# Texte à lire:
**********
Une longue journée au Sirac par l'arête Nord

14 Juillet 2020, 09:39am

Publié par Aventuralpines

La vue de l'arête Nord depuis le refuge de Vallonpierre

La vue de l'arête Nord depuis le refuge de Vallonpierre

Depuis la brèche sous le Banc des Aiguilles, je remonte l'arête Nord du Sirac consciencieusement en me remémorant le topo et lisant la roche pour y trouver le meilleur chemin. Je suis plongé dans l'ambiance sauvage et silencieuse de cette immense masse de pierres et de neige depuis 2 heures, quand brusquement  ma méditation est brisée par d'horribles sifflements. Ils se font entendre au dessus de nous et se rapprochent à grande vitesse.

Mauvais signe ! Ce bruit, je le reconnais...

J'ai juste le temps de lever la tête pour voir arriver vers nous plusieurs (très grosses) pierres, à droite, à gauche, au milieu... Pas le choix, on va se prendre de la mitraille ! Heureusement j'ai le temps d'alerter mon compagnon de cordée et de faire deux pas en arrière. Un surplomb accueillant est là pour me protéger. Les projectiles explosent à quelques mètres, dans un fracas du diable. D'autres filent directement dans la face Nord, côté Vallonpierre. Des éclats sautent non loin de nous et de la corde. On sent la poudre et on ressent la peur, celle qui t'alerte de faire gaffe aux éclats, aux cailloux qui peuvent rebondir dans ta gueule. Le coeur s'emballe. Les secondes défilent comme des minutes.
**********
# Données fournies:
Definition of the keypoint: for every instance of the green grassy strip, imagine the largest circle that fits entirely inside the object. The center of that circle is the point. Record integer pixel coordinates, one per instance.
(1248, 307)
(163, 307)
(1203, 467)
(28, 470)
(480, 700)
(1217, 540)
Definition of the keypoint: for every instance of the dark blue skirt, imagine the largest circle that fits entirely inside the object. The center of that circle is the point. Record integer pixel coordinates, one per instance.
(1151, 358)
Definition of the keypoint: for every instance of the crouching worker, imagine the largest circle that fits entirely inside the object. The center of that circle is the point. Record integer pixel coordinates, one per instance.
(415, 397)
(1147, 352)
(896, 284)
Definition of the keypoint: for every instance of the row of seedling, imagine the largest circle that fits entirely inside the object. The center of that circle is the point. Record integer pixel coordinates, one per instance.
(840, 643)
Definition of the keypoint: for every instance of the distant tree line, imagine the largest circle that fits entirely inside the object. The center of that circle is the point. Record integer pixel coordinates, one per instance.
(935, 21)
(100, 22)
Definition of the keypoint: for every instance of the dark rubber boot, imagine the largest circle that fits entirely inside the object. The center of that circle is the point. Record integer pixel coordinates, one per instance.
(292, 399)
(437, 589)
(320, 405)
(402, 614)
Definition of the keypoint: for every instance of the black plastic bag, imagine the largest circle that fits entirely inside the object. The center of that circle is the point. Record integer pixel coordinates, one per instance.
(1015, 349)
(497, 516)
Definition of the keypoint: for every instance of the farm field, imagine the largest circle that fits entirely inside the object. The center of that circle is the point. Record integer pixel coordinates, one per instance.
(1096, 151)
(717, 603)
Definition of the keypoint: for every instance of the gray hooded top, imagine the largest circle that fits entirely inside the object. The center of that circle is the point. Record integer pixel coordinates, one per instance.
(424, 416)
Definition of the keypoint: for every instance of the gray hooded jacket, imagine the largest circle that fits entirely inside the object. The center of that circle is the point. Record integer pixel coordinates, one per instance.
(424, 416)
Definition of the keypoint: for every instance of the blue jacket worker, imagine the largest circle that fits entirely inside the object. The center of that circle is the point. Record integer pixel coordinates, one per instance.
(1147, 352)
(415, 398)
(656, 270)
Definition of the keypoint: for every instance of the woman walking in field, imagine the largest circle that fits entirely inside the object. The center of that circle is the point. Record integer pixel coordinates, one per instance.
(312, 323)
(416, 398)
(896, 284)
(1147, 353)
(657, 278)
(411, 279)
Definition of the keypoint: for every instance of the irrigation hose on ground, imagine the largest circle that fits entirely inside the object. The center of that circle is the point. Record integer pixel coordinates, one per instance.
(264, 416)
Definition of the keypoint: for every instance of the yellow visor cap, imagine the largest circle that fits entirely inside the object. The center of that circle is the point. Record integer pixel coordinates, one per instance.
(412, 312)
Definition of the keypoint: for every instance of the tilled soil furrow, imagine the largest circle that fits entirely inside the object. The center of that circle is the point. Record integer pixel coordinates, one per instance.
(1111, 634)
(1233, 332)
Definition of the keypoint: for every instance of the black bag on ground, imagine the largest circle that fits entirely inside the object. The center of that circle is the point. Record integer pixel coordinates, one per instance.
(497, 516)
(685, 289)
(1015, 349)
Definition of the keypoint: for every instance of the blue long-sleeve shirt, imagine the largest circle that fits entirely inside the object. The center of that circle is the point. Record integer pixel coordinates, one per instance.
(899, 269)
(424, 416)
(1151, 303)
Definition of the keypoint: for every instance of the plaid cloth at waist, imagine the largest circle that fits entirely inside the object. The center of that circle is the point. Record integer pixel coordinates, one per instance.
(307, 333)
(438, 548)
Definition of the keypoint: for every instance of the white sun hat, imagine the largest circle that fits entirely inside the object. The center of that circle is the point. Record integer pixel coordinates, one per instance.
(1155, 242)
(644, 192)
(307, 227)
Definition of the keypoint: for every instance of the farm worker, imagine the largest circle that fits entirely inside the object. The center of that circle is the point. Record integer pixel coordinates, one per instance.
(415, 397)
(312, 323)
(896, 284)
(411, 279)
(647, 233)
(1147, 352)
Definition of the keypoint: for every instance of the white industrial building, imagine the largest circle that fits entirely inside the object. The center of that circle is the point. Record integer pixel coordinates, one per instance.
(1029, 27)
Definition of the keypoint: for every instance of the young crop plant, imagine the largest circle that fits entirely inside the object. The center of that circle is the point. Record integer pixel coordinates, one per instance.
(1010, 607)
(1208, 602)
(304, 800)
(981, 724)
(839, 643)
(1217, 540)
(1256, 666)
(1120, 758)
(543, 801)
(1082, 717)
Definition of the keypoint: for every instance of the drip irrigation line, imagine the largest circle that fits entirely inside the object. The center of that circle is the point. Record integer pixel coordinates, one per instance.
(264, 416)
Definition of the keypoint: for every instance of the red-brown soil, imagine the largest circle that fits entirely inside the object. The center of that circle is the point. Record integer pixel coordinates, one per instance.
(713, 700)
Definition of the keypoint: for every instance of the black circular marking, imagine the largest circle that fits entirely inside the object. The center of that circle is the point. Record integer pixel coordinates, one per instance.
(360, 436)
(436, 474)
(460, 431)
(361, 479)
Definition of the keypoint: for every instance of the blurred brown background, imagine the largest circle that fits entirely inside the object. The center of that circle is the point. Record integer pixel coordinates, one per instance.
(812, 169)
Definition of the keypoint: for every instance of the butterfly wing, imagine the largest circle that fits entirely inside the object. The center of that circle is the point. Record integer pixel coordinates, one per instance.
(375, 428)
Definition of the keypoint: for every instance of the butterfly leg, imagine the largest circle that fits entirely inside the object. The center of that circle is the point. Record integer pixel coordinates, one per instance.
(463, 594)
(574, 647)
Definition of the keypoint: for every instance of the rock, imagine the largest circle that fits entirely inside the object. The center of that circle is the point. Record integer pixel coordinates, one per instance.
**********
# Tâches à réaliser:
A. Recopiez fidèlement le passage du récit d'ascension du Sirac qui commence par les mots contenant « Publié par Aventuralpines » et se termine par « à grande vitesse. ».
B. Dans les enregistrements, reprenez toutes les lignes allant de celle qui contient « the blue long-sleeve » jusqu'à celle qui contient « (1151, 303) », bornes et lignes sans coordonnées comprises. Augmentez de 31 chaque valeur des coordonnées.

# Solutions proposées:
A.
Publié par Aventuralpines

La vue de l'arête Nord depuis le refuge de Vallonpierre

La vue de l'arête Nord depuis le refuge de Vallonpierre

Depuis la brèche sous le Banc des Aiguilles, je remonte l'arête Nord du Sirac consciencieusement en me remémorant le topo et lisant la roche pour y trouver le meilleur chemin. Je suis plongé dans l'ambiance sauvage et silencieuse de cette immense masse de pierres et de neige depuis 2 heures, quand brusquement  ma méditation est brisée par d'horribles sifflements. Ils se font entendre au dessus de nous et se rapprochent à grande vitesse.

B.
Definition of the keypoint: for every instance of the blue long-sleeve shirt, imagine the largest circle that fits entirely inside the object. The center of that circle is the point. Record integer pixel coordinates, one per instance.
(930, 300)
(455, 447)
(1182, 334)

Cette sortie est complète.